What needs to be done - Where a line below holds the string "rough", count it; then give the total without any other words.

Data for this task -
· · · · · · ·

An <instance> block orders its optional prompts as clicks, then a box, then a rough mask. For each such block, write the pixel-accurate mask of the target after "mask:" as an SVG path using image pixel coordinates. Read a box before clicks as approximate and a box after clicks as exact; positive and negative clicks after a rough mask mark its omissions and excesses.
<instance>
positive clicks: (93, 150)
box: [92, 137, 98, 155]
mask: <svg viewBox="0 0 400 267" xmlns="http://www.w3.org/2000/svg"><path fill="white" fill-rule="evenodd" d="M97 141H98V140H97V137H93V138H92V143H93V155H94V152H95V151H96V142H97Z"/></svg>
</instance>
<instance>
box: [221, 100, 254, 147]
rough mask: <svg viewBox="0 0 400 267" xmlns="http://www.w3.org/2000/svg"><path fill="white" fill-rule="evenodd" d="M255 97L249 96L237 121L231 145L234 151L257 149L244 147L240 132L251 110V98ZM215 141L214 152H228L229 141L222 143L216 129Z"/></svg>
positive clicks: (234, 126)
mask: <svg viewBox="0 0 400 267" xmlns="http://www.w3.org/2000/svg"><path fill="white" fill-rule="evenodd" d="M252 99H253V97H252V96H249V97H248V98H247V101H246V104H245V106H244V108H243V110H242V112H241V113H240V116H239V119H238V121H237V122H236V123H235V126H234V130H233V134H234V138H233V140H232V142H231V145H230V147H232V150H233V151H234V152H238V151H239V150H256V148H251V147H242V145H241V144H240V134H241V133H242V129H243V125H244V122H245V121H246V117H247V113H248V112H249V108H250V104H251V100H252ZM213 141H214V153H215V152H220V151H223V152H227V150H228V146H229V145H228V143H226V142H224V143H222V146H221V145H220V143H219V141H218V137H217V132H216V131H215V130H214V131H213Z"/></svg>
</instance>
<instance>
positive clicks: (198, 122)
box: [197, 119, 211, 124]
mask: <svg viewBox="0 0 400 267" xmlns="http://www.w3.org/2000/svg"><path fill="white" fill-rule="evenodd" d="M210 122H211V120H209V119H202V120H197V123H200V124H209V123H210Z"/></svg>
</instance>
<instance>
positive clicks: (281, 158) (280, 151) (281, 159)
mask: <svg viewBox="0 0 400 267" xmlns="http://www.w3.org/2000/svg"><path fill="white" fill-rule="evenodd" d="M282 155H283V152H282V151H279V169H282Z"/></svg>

· · · · · · ·

Answer for the task - 2